(Your instructions)
The data are to be restated in full, exactly as presented.

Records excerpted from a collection
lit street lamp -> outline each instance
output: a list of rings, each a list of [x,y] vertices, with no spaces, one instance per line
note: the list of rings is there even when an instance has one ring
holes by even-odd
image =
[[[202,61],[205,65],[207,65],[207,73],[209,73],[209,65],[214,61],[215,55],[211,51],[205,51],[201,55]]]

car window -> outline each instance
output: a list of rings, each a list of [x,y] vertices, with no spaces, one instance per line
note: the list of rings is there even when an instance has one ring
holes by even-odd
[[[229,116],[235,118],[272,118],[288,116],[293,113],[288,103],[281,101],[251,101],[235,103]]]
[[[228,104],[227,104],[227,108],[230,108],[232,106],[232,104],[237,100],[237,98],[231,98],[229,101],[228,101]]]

(Reply to the task)
lit street lamp -> outline each instance
output: a list of rings, each a list of [x,y] vertices, with no spaces, one instance per line
note: the list of rings is there even when an instance has one ring
holes by even-odd
image =
[[[202,61],[205,65],[207,65],[207,73],[209,73],[209,65],[214,61],[215,55],[211,51],[205,51],[201,55]]]

car window -> outline each instance
output: a list of rings, each a list of [x,y] vertices, with no spaces, one instance per line
note: the list of rings is there even when an instance has one ring
holes by even-odd
[[[229,116],[235,118],[272,118],[288,116],[293,113],[288,103],[281,101],[251,101],[235,103]]]
[[[228,104],[227,104],[227,108],[230,108],[232,106],[232,104],[237,100],[237,98],[231,98],[229,101],[228,101]]]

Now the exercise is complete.